::: TEXT FOR ANALYSIS :::
A pencil-thin alley leads to the main entrance of Mother House, the 4-storeyed grey building with brown-shuttered windows.
54A AJC, Bose Road in central Kolkata — the worldwide headquarters of the Missionaries of Charity, the order founded by Mother Teresa — radiates peace and a palpable sense of energy.
On Sunday, September 3, St Peter’s Square in Vatican City will witness a historic event as Pope Francis canonises Mother Teresa who made Kolkata her home and served the ‘poorest of the poor’.
Quiet preparations are on at Mother House as large screens will be put up in the courtyard and the chapel where the sisters would collect to watch the event unfold.
Sister Blessila, who is supervising arrangements at Mother House, remembers the one quality of Mother she most admired.
“Mother lived in the present moment. It was all for Jesus. That was Mother. She was Mother to all. For us she was already a saint. We have lived with her.”
Born in Skopje, Albania, Mother Teresa came to Kolkata as an 18-year-old Loreto nun and made the city her home. She stayed on in the city till her death in 1997 selflessly served the sick and the dying.
Today, 5,100 sisters of the Missionaries of Charity and a few hundred novices manage 758 homes in 139 countries.
Dedicating their lives to prayer and service, they tend to those discarded by society: Abandoned orphans, dying destitutes and leprosy victims.
“The Vatican is now putting an official stamp on what I had already known,” says Sunita Kumar, the 74-year-old spokesperson for the Missionaries of Charity.
“I always prayed that it would happen in my lifetime. I am amazed that the Vatican put her on the fast track for both beatification and canonisation,” she adds.
The announcement of Mother Teresa’s canonisation has filled those who knew her intimately with a sense of joy. And once again brought back memories of her grace and dignity.
Kumar, who was associated with Mother Teresa for three decades, recalls her first meeting in 1967. Vivid memories come rushing back.
Kumar was at a meeting of co-workers — a body of volunteers who helped the nuns with various jobs like making packets of medicines for leprosy victims.
“Mother would occasionally come to these meetings to familiarise herself with the co-workers. I was introduced to her. We shook hands. I cannot forget the warmth and strength that passed through me. I can’t even explain it,” says an emotional Kumar.
Over the years, they developed a special bond. Kumar diligently followed Mother’s instructions. She helped Mother in the office and typed receipts. She would sort medicines that arrived from countries like Switzerland and Germany and seek help from the consulates to translate the instructions.
Watching Mother from close quarters, Kumar was amazed at her boundless energy.
“She worked in very depressing conditions, she tended to the sick, the handicapped and always did it with a smile.”
::: MATERIAL PROVIDED :::
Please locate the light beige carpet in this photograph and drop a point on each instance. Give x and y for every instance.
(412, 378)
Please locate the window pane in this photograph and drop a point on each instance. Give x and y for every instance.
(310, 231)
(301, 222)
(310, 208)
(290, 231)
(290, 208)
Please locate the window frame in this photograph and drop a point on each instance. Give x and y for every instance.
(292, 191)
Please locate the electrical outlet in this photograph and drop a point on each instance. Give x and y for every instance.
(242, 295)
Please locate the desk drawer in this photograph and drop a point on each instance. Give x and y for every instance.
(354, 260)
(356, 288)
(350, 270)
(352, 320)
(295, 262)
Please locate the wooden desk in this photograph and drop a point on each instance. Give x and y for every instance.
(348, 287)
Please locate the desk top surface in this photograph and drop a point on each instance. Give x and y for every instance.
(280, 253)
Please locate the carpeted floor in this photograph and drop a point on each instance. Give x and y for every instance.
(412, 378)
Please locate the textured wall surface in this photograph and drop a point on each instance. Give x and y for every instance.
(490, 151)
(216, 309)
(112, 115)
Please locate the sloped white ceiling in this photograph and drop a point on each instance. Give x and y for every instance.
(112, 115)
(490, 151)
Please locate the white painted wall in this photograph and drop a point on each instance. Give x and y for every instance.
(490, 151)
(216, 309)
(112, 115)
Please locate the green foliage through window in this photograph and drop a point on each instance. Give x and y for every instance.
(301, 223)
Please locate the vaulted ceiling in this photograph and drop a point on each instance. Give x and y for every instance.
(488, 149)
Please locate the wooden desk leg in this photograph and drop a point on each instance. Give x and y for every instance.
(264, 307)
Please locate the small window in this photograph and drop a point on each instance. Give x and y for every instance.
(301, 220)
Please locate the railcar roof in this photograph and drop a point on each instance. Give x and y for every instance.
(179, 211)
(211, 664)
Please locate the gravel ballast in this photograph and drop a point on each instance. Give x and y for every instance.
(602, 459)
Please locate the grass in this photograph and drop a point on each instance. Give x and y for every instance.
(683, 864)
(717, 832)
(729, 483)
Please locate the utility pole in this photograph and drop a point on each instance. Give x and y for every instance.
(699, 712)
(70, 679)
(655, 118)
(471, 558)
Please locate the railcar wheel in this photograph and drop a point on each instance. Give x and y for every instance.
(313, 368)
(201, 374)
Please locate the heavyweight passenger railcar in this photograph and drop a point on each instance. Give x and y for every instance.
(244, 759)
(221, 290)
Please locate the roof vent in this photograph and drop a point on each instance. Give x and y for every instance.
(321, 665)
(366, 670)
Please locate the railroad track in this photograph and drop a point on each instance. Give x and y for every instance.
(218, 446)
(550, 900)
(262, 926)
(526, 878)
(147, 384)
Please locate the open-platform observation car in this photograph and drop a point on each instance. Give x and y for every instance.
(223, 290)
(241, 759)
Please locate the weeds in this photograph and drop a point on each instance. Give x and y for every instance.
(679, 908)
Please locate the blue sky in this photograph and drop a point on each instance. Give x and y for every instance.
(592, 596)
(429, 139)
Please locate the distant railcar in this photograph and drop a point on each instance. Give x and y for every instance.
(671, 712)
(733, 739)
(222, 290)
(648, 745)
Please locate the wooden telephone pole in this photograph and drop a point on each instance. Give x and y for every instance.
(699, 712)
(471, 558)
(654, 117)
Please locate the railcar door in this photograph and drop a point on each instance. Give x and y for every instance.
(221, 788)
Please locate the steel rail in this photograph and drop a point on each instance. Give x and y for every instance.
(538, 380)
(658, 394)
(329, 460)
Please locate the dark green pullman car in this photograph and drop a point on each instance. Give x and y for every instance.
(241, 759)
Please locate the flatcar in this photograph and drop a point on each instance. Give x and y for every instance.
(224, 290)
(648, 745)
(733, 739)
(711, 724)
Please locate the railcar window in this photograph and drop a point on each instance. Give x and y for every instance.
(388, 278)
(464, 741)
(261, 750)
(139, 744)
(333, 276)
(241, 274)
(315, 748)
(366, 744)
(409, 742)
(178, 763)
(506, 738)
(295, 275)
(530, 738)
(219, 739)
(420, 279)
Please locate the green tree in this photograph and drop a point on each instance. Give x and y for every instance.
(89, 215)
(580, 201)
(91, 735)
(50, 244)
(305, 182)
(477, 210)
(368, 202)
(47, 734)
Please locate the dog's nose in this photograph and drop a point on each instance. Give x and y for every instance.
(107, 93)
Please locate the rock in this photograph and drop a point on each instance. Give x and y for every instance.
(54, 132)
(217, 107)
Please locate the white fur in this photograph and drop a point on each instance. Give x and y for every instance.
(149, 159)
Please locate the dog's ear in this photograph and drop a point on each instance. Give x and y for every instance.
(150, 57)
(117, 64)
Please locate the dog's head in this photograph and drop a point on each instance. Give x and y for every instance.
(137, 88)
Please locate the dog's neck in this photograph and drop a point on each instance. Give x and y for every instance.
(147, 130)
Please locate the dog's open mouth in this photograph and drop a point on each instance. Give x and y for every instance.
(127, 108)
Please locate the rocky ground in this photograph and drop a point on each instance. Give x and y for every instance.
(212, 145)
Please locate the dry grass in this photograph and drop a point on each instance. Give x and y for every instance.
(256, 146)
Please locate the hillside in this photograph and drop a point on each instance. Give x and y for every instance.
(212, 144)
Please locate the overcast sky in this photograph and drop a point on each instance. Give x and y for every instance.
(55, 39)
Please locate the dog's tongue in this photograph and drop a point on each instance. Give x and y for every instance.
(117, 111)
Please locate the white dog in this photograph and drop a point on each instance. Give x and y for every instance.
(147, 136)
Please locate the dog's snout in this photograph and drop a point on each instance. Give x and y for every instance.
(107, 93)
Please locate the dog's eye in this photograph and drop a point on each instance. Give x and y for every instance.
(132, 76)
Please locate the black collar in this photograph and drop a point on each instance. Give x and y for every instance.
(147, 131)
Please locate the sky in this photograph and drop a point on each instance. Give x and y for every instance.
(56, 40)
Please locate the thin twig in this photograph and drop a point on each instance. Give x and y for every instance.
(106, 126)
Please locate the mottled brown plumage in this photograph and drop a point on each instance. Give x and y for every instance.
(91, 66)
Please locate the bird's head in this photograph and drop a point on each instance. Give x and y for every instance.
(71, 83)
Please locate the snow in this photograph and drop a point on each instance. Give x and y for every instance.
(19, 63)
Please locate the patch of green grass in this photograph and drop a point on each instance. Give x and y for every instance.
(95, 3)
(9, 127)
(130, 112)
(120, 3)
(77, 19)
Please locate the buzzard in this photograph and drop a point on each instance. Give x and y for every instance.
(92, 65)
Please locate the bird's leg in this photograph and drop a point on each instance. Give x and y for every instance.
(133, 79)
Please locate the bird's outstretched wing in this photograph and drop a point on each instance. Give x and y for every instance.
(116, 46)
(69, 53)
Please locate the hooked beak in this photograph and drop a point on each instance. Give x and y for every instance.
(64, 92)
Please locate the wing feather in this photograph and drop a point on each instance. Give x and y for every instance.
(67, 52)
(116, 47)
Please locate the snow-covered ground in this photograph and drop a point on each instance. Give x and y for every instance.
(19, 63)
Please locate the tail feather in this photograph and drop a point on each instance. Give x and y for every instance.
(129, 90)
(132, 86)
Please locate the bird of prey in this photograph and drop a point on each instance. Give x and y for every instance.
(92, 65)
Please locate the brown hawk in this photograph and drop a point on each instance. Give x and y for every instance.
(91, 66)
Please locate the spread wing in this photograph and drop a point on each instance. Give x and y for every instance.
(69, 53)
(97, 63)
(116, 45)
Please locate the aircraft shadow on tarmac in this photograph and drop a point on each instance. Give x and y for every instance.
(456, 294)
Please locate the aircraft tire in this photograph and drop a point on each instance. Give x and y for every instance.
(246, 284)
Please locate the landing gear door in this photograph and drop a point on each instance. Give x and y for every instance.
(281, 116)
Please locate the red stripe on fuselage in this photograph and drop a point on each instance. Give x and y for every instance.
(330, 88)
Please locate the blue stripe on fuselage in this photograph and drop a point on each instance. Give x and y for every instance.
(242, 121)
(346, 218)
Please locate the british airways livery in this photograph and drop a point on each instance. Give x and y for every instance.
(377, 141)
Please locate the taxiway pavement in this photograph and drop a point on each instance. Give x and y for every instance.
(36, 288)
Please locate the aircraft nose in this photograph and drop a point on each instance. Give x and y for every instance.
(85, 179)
:::
● **YOUR OBJECTIVE**:
Quote the stretch of the Mother Teresa article from "Dedicating their lives" through "come rushing back.", word for word.

● **RESPONSE TO THIS EXERCISE**:
Dedicating their lives to prayer and service, they tend to those discarded by society: Abandoned orphans, dying destitutes and leprosy victims.
“The Vatican is now putting an official stamp on what I had already known,” says Sunita Kumar, the 74-year-old spokesperson for the Missionaries of Charity.
“I always prayed that it would happen in my lifetime. I am amazed that the Vatican put her on the fast track for both beatification and canonisation,” she adds.
The announcement of Mother Teresa’s canonisation has filled those who knew her intimately with a sense of joy. And once again brought back memories of her grace and dignity.
Kumar, who was associated with Mother Teresa for three decades, recalls her first meeting in 1967. Vivid memories come rushing back.